Return every line of the records that contains the string "gear".
────────────────────────────────────────
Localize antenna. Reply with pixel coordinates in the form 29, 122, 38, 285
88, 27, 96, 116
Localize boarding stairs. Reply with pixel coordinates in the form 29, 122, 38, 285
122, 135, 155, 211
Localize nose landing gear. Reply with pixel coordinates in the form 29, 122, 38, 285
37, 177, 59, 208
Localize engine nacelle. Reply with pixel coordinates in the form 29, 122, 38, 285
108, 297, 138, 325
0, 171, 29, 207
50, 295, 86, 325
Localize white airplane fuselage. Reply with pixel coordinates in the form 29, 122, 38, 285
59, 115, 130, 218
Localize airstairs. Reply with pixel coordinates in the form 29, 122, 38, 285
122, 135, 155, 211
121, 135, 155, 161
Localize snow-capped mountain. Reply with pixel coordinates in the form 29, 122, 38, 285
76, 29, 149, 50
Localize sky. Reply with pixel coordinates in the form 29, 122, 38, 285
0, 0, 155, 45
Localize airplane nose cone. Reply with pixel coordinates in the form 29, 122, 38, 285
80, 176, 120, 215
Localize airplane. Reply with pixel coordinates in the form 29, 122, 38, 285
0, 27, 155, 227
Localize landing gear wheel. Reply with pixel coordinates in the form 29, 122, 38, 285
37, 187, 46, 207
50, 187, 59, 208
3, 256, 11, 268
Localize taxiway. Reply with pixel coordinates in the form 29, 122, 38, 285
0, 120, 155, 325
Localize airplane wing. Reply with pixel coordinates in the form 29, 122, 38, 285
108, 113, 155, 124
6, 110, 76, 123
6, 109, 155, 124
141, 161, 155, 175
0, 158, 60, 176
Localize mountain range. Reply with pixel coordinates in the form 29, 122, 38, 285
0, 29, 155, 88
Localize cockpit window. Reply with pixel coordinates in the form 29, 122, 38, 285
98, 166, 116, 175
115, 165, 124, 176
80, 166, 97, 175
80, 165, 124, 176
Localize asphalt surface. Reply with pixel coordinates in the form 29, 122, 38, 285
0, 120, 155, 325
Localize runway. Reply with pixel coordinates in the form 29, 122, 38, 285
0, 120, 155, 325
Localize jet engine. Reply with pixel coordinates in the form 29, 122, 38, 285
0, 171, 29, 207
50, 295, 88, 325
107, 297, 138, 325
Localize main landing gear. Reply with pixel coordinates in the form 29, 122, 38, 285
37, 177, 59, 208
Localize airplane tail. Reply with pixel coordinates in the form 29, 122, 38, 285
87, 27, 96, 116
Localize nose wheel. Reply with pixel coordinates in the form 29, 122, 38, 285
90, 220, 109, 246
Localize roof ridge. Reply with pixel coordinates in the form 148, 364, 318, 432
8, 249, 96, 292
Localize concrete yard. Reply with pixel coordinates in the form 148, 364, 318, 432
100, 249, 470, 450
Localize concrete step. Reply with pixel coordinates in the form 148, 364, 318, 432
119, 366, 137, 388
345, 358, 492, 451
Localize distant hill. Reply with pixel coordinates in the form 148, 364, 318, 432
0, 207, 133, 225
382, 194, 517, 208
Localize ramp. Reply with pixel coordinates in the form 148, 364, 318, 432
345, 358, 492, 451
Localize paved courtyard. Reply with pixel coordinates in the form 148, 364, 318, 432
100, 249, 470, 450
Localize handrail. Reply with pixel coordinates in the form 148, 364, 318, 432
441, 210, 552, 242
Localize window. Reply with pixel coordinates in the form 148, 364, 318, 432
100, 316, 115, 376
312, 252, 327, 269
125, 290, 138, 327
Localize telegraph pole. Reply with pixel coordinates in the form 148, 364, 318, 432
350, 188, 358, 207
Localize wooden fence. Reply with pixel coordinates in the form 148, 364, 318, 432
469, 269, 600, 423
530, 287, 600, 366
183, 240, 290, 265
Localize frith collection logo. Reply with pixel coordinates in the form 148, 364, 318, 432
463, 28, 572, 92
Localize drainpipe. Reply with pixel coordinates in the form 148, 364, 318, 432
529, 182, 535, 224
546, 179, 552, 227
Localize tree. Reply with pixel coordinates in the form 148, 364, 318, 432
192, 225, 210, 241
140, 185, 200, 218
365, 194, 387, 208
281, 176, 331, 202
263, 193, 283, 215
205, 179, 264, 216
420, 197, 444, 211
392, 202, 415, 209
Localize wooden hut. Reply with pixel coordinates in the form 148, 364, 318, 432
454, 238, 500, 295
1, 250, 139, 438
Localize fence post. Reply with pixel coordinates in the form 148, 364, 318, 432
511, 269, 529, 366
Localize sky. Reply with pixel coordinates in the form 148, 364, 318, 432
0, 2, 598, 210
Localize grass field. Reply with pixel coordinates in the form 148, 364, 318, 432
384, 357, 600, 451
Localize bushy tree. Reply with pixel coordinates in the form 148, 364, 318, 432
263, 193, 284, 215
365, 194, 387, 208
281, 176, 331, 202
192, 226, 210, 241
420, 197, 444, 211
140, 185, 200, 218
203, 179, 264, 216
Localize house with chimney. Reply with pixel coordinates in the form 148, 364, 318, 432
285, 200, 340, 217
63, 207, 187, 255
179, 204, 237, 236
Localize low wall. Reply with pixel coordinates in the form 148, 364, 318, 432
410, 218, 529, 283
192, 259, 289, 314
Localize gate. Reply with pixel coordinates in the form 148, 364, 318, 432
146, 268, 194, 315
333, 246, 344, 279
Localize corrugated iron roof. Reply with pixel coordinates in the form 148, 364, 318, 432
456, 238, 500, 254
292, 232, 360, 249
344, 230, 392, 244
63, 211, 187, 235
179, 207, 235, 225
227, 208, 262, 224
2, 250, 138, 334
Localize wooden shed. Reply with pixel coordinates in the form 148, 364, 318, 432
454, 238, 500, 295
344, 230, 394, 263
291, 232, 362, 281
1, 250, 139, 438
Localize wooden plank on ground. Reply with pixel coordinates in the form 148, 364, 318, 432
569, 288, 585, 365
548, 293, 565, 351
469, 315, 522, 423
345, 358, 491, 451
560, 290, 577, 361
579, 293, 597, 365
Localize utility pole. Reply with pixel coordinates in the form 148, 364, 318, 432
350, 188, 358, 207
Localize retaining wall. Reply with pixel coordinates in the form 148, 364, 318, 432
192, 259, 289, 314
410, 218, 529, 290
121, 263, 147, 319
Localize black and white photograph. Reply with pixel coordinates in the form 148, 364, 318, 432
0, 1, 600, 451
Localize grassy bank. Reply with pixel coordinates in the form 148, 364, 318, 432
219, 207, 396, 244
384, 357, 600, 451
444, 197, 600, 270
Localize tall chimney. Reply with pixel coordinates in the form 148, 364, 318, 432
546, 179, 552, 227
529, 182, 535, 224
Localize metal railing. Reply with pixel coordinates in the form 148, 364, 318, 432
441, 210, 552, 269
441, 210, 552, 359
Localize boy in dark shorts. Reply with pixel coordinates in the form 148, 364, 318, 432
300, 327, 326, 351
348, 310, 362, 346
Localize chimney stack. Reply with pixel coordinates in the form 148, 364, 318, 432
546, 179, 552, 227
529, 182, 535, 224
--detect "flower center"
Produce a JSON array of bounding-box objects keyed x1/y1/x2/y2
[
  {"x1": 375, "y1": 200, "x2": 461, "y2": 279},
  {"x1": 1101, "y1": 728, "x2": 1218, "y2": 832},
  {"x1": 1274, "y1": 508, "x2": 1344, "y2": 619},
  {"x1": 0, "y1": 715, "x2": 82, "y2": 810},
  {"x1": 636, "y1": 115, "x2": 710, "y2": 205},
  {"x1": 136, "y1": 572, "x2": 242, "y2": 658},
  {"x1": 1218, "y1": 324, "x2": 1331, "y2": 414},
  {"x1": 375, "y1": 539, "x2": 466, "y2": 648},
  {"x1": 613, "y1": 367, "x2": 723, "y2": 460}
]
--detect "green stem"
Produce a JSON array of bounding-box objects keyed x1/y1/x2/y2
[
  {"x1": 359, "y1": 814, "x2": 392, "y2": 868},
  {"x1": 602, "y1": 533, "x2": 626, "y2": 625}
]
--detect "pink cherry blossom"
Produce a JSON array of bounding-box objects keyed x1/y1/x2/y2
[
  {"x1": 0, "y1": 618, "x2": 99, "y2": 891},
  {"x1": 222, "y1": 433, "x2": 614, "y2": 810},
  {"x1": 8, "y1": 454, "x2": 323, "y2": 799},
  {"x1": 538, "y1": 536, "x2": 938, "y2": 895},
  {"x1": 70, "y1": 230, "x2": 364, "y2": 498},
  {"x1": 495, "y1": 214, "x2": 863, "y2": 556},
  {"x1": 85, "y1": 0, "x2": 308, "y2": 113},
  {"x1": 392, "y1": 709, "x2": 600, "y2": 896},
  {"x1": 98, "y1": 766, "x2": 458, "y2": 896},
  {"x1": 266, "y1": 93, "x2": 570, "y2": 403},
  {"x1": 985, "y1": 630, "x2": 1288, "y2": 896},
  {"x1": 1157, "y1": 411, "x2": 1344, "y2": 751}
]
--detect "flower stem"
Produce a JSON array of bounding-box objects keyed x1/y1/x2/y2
────────────────────────────────────────
> Result below
Localize nose landing gear. Reply with pixel coordinates in the form 29, 122, 38, 285
Localize landing gear wheel. Reply with pixel coordinates in the form 29, 122, 38, 285
Localize main landing gear. Reply with pixel coordinates in the form 29, 122, 38, 285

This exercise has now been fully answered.